Um, doesn't that mean the shot following the misses is affected by the results of the previous shots? This is clearly in opposition to the thesis (at least for this player).
You write that the same thing drives the stock market and shooting streaks: random chance. But while streaks might be random, overall shooting percentage isn't - with learning, practice, and talent, some individuals have higher shooting percentages than others. That doesn't explain streaks - but it does suggest that Toney's going "cold" (for instance) is a reversion not to the mean, but to his overall shooting percentage, which is higher than would be suggested by random chance.
I'm really enjoying your blog - thoughtful and thought-provoking. Thanks!
Interesting, but *something* bothers me about the arguments. So far all I get is that 'intuitive' feeling that usually means that my (subconscious?) math ability has spotted something, now I need to figure out what it is. In this case I think it is going to be some unstated assumption they are making in the studies.
The 'hot hand' or 'streak' is also seen in poker, where it is a 'rush' or being 'hit with the deck' when someone is winning a lot (especially when the wins are due to catching low-probability cards or combinations of cards to do it) or getting 'cold decked' when the opposite happens. But good poker players tend to be ultimate pragmatists, playing the odds when they are in their favor because they know that, in the long run, they will make money doing so.
a perfect example of why science should stay out of religion (and religion out of science)! ;)
science vs. religion, logos vs. mythos, cold hard numbers vs. a beloved slugger's art.
being human is messy. data on human beings is far from complete.
i think it's great fun to run numbers and pull stats, but sometimes a game is just a game, with its own rituals, language, mystery, and art.
paraphrasing william james, the "hot hand" is as real as one needs it to be.
You might want to check into some of the new research on this topic. The hot hand phenomena might actually exist.
it still seems to me that when my son makes a basket, it increases his chances of making another, because his confidence is lifted.
I assume that the Cubs losing streak is also a common occurrence in those 10,000 baseball history simulations.
########################################
TASK REQUIREMENTS »
[1] In the comments on the hot hand, translate this sentence into Spanish: "I assume that the Cubs losing streak is also a common occurrence in those 10,000 baseball history simulations."
[2] Extend the comments on the hot hand by picking up right after their final sentence.
########################################
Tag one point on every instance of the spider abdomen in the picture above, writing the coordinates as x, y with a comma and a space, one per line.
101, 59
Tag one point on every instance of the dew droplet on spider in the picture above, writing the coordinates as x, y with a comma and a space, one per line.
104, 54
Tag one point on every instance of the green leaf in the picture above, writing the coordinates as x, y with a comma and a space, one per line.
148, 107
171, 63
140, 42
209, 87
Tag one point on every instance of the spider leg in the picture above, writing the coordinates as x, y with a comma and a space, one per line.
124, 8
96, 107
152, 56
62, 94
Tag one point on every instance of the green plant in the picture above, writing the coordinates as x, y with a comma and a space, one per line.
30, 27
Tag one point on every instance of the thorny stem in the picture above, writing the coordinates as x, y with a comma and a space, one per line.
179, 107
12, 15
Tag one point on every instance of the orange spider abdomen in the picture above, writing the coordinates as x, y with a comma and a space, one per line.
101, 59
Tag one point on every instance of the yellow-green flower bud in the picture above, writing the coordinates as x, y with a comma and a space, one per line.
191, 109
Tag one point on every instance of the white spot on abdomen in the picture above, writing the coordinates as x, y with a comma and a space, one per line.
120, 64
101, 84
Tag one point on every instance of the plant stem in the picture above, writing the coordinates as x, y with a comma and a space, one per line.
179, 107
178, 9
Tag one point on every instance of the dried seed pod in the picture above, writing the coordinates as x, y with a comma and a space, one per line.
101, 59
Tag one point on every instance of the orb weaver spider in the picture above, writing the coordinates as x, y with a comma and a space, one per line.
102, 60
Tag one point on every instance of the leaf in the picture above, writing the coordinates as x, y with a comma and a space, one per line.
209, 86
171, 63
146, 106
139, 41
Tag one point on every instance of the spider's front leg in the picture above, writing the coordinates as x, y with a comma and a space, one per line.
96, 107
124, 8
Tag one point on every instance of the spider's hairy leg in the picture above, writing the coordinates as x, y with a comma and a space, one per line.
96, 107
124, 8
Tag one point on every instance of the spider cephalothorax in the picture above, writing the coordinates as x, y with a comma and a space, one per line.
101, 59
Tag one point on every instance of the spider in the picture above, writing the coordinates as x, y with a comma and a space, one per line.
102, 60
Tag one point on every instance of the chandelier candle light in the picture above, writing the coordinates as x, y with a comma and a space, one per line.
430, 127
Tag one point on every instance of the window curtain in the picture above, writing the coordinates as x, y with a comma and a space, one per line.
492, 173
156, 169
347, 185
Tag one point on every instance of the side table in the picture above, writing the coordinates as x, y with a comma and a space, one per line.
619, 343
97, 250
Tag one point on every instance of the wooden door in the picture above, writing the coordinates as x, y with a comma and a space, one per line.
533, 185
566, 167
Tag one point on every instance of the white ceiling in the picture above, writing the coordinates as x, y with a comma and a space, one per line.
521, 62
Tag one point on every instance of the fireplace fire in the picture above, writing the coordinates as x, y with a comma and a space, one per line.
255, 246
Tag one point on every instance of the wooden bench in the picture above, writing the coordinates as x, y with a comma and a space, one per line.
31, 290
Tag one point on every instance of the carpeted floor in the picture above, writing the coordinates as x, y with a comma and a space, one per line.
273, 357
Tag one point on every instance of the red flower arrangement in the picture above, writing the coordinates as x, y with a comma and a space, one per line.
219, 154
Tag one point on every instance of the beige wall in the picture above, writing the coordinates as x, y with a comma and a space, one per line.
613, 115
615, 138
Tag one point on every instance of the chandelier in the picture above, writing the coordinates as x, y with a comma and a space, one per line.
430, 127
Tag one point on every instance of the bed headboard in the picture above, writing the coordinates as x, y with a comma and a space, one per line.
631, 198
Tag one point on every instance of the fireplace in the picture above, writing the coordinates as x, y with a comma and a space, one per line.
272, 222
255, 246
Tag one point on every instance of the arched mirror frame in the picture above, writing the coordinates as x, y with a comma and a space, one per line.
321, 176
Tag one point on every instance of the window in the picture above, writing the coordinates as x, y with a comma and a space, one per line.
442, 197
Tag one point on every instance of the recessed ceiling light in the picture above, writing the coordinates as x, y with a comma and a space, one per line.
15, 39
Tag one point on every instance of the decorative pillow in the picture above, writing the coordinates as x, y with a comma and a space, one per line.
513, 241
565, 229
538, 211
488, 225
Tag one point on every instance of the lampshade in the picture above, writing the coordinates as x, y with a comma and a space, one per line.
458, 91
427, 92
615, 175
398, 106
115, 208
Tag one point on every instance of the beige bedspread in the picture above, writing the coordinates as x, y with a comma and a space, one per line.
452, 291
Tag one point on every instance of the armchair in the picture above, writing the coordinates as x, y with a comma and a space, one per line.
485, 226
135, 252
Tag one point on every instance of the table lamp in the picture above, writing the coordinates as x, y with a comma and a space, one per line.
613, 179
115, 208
########################################
PER-TASK ANSWERS »
[1] Supongo que la racha de derrotas de los Cubs también es algo común en esas 10.000 simulaciones de la historia del béisbol.

[2]
It doesn't matter if the statistics are real or not. When you're on the court, the "hot hand" is really about confidence. Even if the numbers aren't real, the feeling of being on a role is very real, and confidence helps you win basketball games. So if you're watching a game, and a player hits two or three in a row and starts to look like he's feelin' good about himself (or herself), please don't yell down, "Hey, statistical studies have shown that the odds of you missing a shot are going to increase." They'll throw you out for bringing math where it isn't welcome. And you'll be booed.
I've never understood this argument against the "hot hand." Let me try an analogy: Suppose a scientist says, "We used to think that height was affected by genetics, but statistical analysis of the population has shown that the number of 7-foot-tall men is no more than would be expected from pure chance. Thus, height is just a matter of pure chance."
Valid argument? Yet that is the equivalent of what I read in Tversky/Gilovich, whose point was that "streaks" happen no more often than predicted by chance. To which the answer is, so what? Lots of things can be described by a typical bell curve, but that doesn't mean that genetics, basketball ability, etc., doesn't exist.
For a given shooter, isn't an expect probability (shooting percentage) required in order to calculate if clusters / streaks / hot-hands exist, right? And using that player's avg. shoot percentage over the year isn't the proper thing to do, because what if that average actually undergoes real hot / cold fluctuations over the year (or even game).
We know that tossing 6 tails in a row w/a coin is due to pure chance b/c we can reference that streak / cluster of tails against the probability of throwing head or tail on each toss (.5).